(Items listed in a dataset)
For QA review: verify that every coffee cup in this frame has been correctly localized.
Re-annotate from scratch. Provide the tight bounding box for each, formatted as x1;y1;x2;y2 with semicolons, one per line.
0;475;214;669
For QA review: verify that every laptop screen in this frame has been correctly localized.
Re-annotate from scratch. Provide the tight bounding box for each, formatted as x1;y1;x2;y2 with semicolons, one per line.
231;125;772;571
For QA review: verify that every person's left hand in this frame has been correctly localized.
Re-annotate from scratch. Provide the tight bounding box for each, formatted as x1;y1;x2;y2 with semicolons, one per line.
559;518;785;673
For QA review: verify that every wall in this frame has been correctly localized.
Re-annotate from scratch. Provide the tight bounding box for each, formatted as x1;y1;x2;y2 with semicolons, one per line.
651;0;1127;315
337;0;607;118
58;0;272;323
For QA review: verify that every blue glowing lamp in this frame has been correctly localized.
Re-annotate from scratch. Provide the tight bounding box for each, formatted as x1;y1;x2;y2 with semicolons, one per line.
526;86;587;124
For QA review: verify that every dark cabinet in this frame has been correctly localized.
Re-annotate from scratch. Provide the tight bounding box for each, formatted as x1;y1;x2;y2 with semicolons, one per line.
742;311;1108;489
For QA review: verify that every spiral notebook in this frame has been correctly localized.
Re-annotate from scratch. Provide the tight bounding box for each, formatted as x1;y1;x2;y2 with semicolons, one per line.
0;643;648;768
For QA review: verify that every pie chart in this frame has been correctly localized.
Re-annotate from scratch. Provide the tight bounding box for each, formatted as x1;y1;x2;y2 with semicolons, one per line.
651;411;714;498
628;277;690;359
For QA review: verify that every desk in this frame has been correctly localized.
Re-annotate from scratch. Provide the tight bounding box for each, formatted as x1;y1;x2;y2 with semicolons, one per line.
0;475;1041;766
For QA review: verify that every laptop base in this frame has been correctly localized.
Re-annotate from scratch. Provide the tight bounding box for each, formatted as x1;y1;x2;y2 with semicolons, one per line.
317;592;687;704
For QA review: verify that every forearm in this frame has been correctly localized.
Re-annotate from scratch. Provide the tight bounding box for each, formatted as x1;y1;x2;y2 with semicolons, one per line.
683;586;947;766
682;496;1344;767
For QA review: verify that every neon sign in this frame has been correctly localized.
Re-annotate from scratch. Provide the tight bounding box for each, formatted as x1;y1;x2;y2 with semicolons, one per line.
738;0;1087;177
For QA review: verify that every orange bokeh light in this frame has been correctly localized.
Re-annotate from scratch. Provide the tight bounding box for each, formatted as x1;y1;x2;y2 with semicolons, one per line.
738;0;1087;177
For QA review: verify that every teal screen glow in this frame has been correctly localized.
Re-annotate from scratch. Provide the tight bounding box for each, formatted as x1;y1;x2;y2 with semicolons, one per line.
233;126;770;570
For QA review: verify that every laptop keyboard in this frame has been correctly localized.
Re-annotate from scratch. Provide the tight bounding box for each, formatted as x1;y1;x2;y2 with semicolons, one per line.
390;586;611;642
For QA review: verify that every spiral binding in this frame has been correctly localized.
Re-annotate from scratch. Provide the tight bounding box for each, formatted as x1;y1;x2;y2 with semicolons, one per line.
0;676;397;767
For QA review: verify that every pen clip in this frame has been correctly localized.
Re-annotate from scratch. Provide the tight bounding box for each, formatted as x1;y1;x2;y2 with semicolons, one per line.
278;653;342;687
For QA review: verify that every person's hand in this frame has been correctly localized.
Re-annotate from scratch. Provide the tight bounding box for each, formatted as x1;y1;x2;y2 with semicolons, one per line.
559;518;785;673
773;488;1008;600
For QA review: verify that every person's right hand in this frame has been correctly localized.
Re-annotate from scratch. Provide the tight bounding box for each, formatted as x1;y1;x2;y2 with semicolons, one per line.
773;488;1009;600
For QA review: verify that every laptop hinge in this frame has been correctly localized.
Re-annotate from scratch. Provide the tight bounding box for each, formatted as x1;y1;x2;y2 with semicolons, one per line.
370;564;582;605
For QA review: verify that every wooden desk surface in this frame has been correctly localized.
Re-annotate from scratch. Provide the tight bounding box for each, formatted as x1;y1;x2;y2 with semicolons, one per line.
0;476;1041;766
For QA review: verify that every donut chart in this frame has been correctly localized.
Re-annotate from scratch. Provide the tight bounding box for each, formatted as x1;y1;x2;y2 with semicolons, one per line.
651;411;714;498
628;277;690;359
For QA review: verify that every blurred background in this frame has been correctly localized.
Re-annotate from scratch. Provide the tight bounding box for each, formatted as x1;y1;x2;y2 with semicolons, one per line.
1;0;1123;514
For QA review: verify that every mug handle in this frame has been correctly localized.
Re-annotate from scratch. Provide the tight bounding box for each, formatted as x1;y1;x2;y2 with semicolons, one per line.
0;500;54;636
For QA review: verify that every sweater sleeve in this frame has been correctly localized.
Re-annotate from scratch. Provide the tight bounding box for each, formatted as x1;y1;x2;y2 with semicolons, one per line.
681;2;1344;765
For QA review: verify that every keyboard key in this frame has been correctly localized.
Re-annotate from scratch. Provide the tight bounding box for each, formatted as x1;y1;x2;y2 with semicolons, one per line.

## INSTRUCTIONS FOR THE TASK
Copy out the entries in full, exactly as they appear.

## YOUR RESPONSE
For QA review: verify that every coffee cup in this frame has been correctly localized.
Re-annotate from scratch. Provide the tight bounding box for each, formatted as x1;y1;x2;y2 with semicolons, one per line.
0;475;214;669
For QA review: verify that every laptop screen in this frame has been correctly localized.
Re-annotate from scratch. Provide the tight bounding box for each, formatted as x1;y1;x2;y2 with semicolons, one per line.
231;125;772;571
For QA review: verify that every person's left hand in this frame has been correctly localized.
Re-annotate from scratch. Provide the tight bounding box for each, formatted as x1;y1;x2;y2 with semicolons, one per line.
559;518;785;673
For QA review: verify that every wall in this frame has been correctly localized.
Re-annotate from scratch. Provide the tight bounding box for each, formatted as x1;y1;x2;y2 with semicolons, one per line.
651;0;1127;315
337;0;607;118
58;0;272;323
For QA review: verify that every blue glowing lamp in this frame has been correctly localized.
Re-annotate from scratch. Provide the tight bounding box for each, formatted as x1;y1;x2;y2 with semicolons, one per line.
526;86;587;124
For QA review: verify that every dark cabinet in this frame has been correctly localized.
Re-annotate from scratch. Provide the tight bounding box for each, formatted as x1;y1;x2;y2 with semicolons, one per line.
742;311;1108;489
For QA review: verify that every spiral notebook in this frame has been correctly localized.
Re-annotate from scratch. Provide the tight bounding box for each, formatted as x1;y1;x2;y2 with semicolons, one per line.
0;643;648;768
For QA review: verify that every pie chart in this frame has been correctly localized.
Re-annotate from scratch. Provide the tight bounding box for each, formatted as x1;y1;x2;y2 with semicolons, one per line.
651;411;714;498
628;277;690;359
For QA review: verify that every desk in this frame has been correctly localized.
Re-annotate from scratch. Provide the tight bounding box for each, formatted as x1;y1;x2;y2 with semicolons, one per line.
0;475;1041;766
For QA review: verify that every laptop base in this frame has been correctly localized.
Re-annotate from scratch. Provide the tight bounding box for each, formatted as x1;y1;x2;y2 with semicolons, one per line.
317;592;687;704
For QA review: verify that every forearm in this frame has been correctly localized.
Re-annotate from scratch. Provide the tight bounding box for each, formatted as x1;y1;x2;y2 with semicolons, one per line.
683;586;947;766
682;496;1344;767
For QA review: verify that every neon sign in this frame has been correctly localized.
Re-annotate from scratch. Provide the tight bounding box for each, formatted as x1;y1;x2;y2 with semicolons, one per line.
738;0;1087;177
For QA review: verify that every orange bokeh light in this frame has been correctly localized.
Re-annotate from scratch. Provide the tight bounding box for each, formatted as x1;y1;x2;y2 with semicolons, one per line.
738;0;1087;177
For QA review: verify that every teal screen glow in this frame has been correctly localized.
Re-annotate from scratch. Provide the tight bounding box for each, formatted as x1;y1;x2;y2 with semicolons, one per line.
233;126;770;570
For QA review: verify that every laptop keyboard in this frame has been correctly localized.
Re-annotate from scratch. Provide the tight bounding box for each, formatted as x1;y1;x2;y2 with semicolons, one per line.
390;586;611;642
For QA review: verify that every spiral binding in this frame has been correctly localized.
Re-annotate from scratch. Provide the tight bounding box for each, formatted as x1;y1;x2;y2 with semicolons, one per line.
0;676;397;767
For QA review: verify that every pen clip in this frame has been correctly localized.
Re-annotate from scratch. Provide the tight bounding box for each, formatted as x1;y1;x2;y2 with semicolons, one per line.
278;653;342;687
For QA review: verify that every person's hand in this frame has been correctly localized.
Re-annotate from scratch. Provide the tight bounding box for each, formatted as x1;y1;x2;y2 with semicolons, one per line.
559;518;785;673
773;488;1008;600
For QA review: verify that every person's right hand in this frame has been correctly localized.
Re-annotate from scratch. Provide the tight bounding box for each, formatted as x1;y1;x2;y2 with semicolons, one per line.
773;488;1009;600
For QA review: verify that every laptop hinge in this frame has been correctly localized.
Re-annotate from scratch. Provide the tight bounding box for each, formatted as x1;y1;x2;y2 with semicolons, one per line.
370;564;582;605
For QA review: verify that every wooden desk surface in this frame has been correctly localized.
Re-annotate from scratch. Provide the tight bounding box for each, formatted as x1;y1;x2;y2 with semicolons, one per line.
0;476;1041;766
For QA review: verify that every donut chart in this frame has been correctly localized.
Re-annotate from scratch. Provide the tight bounding box for each, formatted as x1;y1;x2;y2 with semicolons, one per line.
651;411;714;498
628;277;690;359
For QA review: verify that every blurred background in this frame has been correctly localized.
Re-annotate from scratch. Provide the tight bounding box for each, formatted as x1;y1;x2;y2 with semicolons, one per line.
1;0;1123;514
For QA review: verify that every mug handle in this frame has been correctly localized.
Re-annotate from scratch. Provide the tight bounding box for each, formatted as x1;y1;x2;y2 with semicolons, one per line.
0;500;54;636
For QA review: verify that every sweater sleeve in this frame has been correctly localized.
Re-annotate from scratch. Provide the tight bounding box for each, formatted as x1;y1;x2;y2 with semicolons, one per line.
681;2;1344;765
For QA review: verify that every keyboard key in this frame has been correctly localized.
Re-annotate from scratch. Provide the tight bounding box for each, formatted as x1;y1;x2;y2 with semicolons, one per line.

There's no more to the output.